Segment Start: DOCUMENT EXTRACT
There’s a strong connection between detoxifying religion and spirituality, and detoxifying our planet.  Which sounds like a much more interesting project than defending anything or trying to prove that something is actually less harmful than one has experienced it to be. 

And if you’re tuning in to this worship service, I’m guessing you haven’t quite given up on the soil underneath your feet.  The soil underneath our feet.  We the children of the Christian faith, the children of the Bible, the children of Menno.  Who perhaps, without yet quite naming the hope we have, still have hope that this ground has more resilience than we give it credit for.   Able to sustain a far wider range of life than we previously imagined.

And so as we approach Earth Day and join in this global reconsideration of our relationship with the water and ground, let’s consider how our faith lineage can serve as its own kind of grounding and rooting and flowering, and all those organic metaphors that evoke life and health and flourishing.

If, as John enthusiastically proclaims, we are indeed children of God, what might that say about our relationship with the rest of creation?  Rather than seeing the world just as a set of overwhelming problems to be solved, perhaps we could start by seeing it as a home full of our long lost siblings.  Siblings we’ve lost touch with over time.  Siblings we’ve forgotten to call or listen to.  Siblings so long apart we’ve forgotten their names.  Each one also a child of the Creator.

This is not even a particularly new idea.  Francis of Assisi is a good guide for honoring, in his words, brother sun and sister moon, brother wind and sister water, brother fire, sister mother earth.
Segment End: DOCUMENT EXTRACT
### ACTIVITY LIST
1. Answer from the sermon excerpt:
(a) The speaker sees a strong connection between which two kinds of detoxifying?
(b) Which day does the speaker say is approaching?
(c) Who is named as a good guide for honoring brother sun and sister moon?
2. Using the sermon excerpt's own reasoning, explain why the speaker suggests seeing the world as a home full of long lost siblings.
3. Carry on the sermon excerpt from its last sentence.
The data has no connection to the sermon excerpt.
Segment Start: DATA
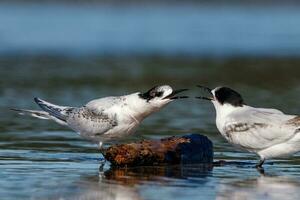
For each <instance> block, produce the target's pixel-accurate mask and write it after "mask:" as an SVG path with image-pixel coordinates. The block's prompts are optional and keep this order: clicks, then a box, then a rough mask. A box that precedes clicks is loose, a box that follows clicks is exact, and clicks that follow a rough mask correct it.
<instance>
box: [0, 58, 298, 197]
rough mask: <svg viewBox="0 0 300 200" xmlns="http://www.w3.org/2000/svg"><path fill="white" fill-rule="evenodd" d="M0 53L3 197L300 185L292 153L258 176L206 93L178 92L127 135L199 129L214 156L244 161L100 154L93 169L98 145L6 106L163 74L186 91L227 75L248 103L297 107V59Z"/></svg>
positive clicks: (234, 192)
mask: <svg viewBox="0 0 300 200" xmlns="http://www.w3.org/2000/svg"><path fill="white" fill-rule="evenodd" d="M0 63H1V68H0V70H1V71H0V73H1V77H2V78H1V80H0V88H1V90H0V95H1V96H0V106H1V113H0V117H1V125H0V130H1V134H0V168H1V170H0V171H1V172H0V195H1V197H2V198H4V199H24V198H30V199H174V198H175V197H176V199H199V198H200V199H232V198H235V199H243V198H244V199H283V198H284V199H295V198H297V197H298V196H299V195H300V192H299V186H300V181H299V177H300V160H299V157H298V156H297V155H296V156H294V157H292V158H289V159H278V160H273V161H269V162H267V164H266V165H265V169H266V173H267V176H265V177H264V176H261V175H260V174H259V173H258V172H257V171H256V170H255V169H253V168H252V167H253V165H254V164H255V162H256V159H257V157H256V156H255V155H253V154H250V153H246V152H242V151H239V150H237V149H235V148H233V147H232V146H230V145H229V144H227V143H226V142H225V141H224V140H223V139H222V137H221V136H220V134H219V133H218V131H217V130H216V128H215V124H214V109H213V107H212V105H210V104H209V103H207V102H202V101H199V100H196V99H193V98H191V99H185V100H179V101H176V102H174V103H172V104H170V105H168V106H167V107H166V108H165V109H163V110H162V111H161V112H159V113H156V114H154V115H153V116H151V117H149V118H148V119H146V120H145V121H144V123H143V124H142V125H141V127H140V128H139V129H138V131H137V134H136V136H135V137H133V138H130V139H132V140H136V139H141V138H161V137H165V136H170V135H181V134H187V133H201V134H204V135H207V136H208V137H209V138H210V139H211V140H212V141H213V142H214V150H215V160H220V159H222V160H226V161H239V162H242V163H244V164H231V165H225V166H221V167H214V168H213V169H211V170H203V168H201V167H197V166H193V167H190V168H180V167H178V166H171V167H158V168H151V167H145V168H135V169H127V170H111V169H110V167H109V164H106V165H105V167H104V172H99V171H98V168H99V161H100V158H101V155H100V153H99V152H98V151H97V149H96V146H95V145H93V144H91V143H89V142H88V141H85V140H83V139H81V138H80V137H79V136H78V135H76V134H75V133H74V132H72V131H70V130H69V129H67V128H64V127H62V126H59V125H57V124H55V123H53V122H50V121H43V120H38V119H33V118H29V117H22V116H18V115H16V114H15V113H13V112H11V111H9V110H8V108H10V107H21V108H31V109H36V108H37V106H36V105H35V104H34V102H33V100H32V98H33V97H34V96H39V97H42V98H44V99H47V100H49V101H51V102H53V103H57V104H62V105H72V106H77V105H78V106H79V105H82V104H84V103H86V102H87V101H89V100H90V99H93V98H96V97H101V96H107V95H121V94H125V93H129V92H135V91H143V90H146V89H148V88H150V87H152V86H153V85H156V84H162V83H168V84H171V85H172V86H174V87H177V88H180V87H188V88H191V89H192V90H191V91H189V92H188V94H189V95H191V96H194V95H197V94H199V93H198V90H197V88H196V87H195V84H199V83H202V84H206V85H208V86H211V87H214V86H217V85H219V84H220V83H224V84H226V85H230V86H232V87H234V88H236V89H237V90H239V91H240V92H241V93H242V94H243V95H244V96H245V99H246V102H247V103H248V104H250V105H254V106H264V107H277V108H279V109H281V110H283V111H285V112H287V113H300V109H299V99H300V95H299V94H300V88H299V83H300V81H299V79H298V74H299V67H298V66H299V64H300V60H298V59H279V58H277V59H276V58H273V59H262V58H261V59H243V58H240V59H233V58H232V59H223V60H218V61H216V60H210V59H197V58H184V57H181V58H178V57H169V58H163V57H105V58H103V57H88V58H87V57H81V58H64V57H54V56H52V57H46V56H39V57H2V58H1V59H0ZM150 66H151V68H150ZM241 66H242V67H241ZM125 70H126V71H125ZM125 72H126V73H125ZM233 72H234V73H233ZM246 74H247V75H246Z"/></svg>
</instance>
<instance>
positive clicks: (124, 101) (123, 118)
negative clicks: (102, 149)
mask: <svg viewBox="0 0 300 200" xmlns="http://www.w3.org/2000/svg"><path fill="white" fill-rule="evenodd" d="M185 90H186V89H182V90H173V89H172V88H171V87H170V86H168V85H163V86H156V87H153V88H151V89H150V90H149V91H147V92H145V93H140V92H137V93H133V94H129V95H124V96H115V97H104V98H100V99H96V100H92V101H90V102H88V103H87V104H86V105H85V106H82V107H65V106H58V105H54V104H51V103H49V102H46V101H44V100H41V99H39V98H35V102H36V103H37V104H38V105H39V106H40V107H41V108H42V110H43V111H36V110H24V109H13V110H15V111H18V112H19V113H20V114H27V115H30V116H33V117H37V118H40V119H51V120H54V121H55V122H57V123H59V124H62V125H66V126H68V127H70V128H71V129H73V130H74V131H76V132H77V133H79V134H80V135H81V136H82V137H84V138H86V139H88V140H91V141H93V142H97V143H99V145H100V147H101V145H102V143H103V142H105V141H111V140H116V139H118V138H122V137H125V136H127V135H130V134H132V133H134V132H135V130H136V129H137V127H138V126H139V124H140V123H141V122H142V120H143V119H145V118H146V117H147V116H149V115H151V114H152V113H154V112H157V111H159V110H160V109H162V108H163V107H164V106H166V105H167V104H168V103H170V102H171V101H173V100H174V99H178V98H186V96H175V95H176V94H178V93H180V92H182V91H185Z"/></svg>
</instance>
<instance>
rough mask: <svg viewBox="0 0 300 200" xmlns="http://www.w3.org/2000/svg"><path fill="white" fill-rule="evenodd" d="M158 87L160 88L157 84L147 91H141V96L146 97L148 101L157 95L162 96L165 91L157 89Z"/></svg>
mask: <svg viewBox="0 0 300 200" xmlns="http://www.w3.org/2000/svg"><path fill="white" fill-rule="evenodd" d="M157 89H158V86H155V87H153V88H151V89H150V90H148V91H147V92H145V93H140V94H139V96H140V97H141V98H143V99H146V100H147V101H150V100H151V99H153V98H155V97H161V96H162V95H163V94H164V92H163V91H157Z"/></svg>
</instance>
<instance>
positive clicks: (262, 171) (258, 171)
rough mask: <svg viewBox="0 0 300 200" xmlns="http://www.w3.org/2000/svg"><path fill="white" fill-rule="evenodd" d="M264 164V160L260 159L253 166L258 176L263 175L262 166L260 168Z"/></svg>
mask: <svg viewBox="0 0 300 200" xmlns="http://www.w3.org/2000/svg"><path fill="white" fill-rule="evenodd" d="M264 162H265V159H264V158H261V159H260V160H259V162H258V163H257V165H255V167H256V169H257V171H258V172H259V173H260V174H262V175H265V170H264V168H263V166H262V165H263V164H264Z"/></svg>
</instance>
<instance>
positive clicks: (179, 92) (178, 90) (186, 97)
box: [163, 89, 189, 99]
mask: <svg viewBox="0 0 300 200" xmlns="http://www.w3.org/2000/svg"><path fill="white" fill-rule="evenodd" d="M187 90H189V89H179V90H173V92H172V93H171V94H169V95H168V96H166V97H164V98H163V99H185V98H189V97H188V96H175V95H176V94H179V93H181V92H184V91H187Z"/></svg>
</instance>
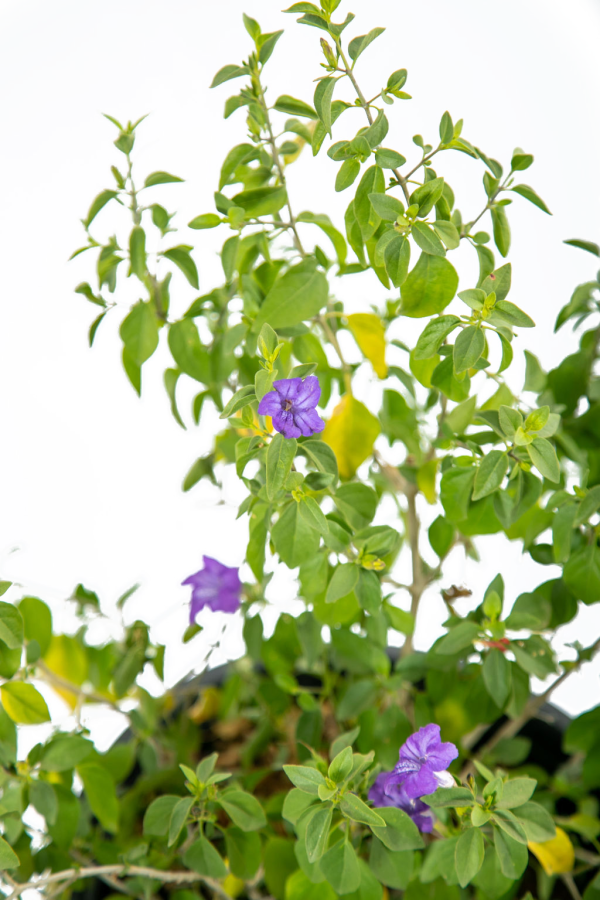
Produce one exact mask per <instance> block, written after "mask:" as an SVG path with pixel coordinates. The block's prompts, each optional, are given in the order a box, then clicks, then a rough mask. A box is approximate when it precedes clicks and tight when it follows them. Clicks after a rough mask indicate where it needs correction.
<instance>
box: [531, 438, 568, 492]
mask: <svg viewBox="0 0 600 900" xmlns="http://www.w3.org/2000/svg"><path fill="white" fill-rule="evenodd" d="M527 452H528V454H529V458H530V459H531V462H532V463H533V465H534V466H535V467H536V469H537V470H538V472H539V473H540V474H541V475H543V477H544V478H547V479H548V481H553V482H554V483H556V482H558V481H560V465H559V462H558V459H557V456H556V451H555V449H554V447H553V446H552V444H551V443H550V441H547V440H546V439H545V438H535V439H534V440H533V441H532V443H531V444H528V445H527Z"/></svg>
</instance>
Segment End: DATA
### ANSWERS
1.
(a) Detoxifying religion and spirituality, and detoxifying our planet.
(b) Earth Day.
(c) Francis of Assisi.

2. The suggestion follows from John's proclamation that we are indeed children of God. If we are God's children, then the rest of creation are our siblings, since each one is also a child of the Creator.

3.
With us in the mix, God, it seems, has a rather a dysfunctional family.  But perhaps they will receive back this prodigal child if we learn to find our place in the family of things.

And no matter what we believe or can’t quite bring ourselves to believe about resurrection, let’s claim a treasure it offers regarding our relationship with the earth, and with ourselves.  At the center of our tradition, contained within these resurrection stories, is a resounding affirmation of the body.  Not a spirit or ghost or idea and abstract possibility, but a body.  A body that eats and drinks.  A body that can be wounded, and be restored.  A body that can be touched and seen.  A body that brings the presence of peace.  In celebrating the Divine life in Jesus, we celebrate the divine in all bodies – our own and all our siblings. 

The disciples are never quite sure what to do with resurrection, which is a pretty good way to live:  Startled and a bit terrified, somewhere between disbelief and ecstatic joy, pretty sure that whatever this is it will effect everything from here on out.  If nothing else, letting the words “Peace be with you” detoxify all the harm we have internalize and inflicted. 

(1) The Jewish Annotated New Testament, 2011, p. 150.